* Start Selected text *

Recall the lines from Dostoevsky's Crime and Punishment:
The small room into which the young man was shown was covered with yellow wallpaper: there were geraniums in the windows, which were covered with muslin curtains; the setting sun cast a harsh light over the entire setting…. There was nothing special about the room. The furniture, of yellow wood, was all very old. A sofa with a tall back turned down, an oval table opposite the sofa, a dressing table and a mirror set against the pierglass, some chairs along the walls, two or three etchings of no value portraying some German girls with birds in their hands – such were the furnishings.
Quoting these lines in the Surrealist Manifesto, Breton complains:
I am in no mood to admit that the mind is interested in occupying itself with such matters, even fleetingly. It may be argued that this school-boy description has its place, and that at this juncture of the book the author has his reasons for burdening me. Nevertheless he is wasting his time, for I refuse to go into his room.

* End Selected text *
* Start Dataset content *

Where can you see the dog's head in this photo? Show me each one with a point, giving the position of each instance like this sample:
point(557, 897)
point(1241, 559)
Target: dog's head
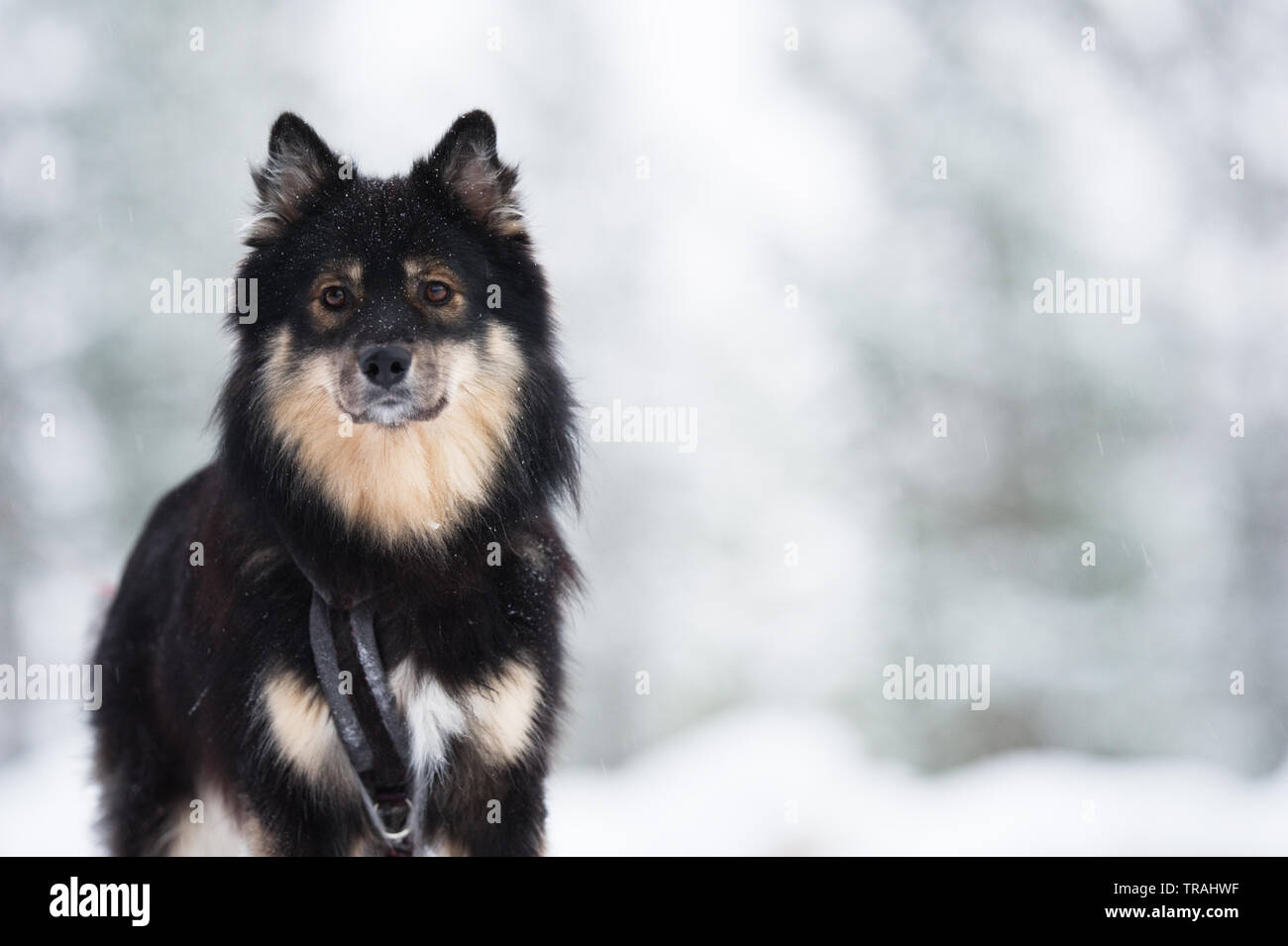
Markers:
point(399, 362)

* End Dataset content *

What to work on ->
Continue the passage about Breton's complaint over Dostoevsky's room description from where it stops, not the items.

Task response ->
Breton refuses, but others have been tempted. We relate the words we read to our own experience, rendering them concrete. It seems churlish to claim that this concretion is a sham: after all, this is just a novel, and we know, as readers, how a novel works. But then Breton wants art to be more than a matter of entertainment or even edification. This is why he claims the descriptions in the novel are vacuous: ‘they are nothing but so many superimposed images taken from some stock catalogue, which the author utilizes more and more whenever he chooses; he seizes the opportunity to slip me his postcards, he tries to make me agree with him about the clichés’.
Clichés? One might object that it is this accumulation of details which permits the verisimilitude of the novel – it becomes tangible, concrete, we accompany the characters in the journeys across St. Petersberg.
Levinas observes of the reader of Dostoevsky that 'what holds his attention is neither Dostoevsky’s religious ideas, his metaphysics, nor his psychology, but some profiles of girls, a few images: the house of crime with its stairway and its dvornik in Crime and Punishment, Grushenka’s silhouette in Brothers Karamazov’. Is this the case? I am not sure. But Levinas is taking us in an interesting direction:
Introspection is taken to be a novelist’s fundamental procedure, and one supposes that things and nature can enter into a book only when they are enveloped into in an atmosphere composed of human emanations. We think, on the contrary, that an exterior vision – of a total exteriority [...] where the subject itself is exterior to itself – is the true vision of the novelist.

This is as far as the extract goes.